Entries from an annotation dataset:
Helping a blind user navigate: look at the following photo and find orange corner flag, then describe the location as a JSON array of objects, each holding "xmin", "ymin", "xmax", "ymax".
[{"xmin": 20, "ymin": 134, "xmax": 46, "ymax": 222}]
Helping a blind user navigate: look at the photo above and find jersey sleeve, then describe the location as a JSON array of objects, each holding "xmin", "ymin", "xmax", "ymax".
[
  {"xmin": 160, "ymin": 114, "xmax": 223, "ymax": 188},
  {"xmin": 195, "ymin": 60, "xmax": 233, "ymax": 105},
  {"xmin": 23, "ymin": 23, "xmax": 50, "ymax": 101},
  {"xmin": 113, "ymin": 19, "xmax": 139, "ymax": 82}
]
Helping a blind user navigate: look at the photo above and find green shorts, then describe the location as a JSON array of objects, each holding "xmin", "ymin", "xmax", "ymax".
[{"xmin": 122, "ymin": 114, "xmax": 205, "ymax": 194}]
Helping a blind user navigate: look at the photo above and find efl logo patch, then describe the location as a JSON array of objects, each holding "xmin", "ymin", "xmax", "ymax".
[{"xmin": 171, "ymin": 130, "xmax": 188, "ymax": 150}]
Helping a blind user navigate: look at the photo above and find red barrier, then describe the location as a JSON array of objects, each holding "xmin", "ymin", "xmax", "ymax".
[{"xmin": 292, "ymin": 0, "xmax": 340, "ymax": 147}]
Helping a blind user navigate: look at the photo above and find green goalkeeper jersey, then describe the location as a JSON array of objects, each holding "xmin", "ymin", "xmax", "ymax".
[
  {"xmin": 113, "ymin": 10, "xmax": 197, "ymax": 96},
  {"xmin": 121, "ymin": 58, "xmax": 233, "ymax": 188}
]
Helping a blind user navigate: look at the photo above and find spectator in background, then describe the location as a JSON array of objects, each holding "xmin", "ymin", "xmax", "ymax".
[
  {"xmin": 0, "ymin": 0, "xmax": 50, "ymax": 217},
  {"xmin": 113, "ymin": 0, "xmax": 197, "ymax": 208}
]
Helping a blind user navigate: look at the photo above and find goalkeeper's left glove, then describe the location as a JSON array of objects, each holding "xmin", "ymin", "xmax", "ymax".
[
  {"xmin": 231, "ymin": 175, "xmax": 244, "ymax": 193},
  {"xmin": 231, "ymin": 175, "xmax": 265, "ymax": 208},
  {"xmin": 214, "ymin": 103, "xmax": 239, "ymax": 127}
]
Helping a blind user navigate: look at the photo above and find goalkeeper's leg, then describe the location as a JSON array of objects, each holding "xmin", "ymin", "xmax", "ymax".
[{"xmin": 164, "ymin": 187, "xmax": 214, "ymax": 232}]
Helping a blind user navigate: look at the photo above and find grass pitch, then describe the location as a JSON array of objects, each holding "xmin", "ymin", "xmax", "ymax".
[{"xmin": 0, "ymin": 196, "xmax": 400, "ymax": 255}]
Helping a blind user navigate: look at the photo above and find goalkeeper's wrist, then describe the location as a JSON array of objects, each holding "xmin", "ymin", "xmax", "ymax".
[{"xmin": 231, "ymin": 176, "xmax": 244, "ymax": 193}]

● REQUIREMENT
Reproduce the items from the line containing "goalkeeper's wrist, then" through the last line of the items, inclusive, keeping the requests. In the answers, multiply each bounding-box coordinate by 0.9 and round it to a whole number, with halves rounded up.

● FINAL RESULT
Helping a blind user navigate: look at the photo above and find goalkeeper's wrist, then describe the location as a JSON array of objects, each holding "xmin", "ymin", "xmax", "ymax".
[{"xmin": 208, "ymin": 158, "xmax": 220, "ymax": 174}]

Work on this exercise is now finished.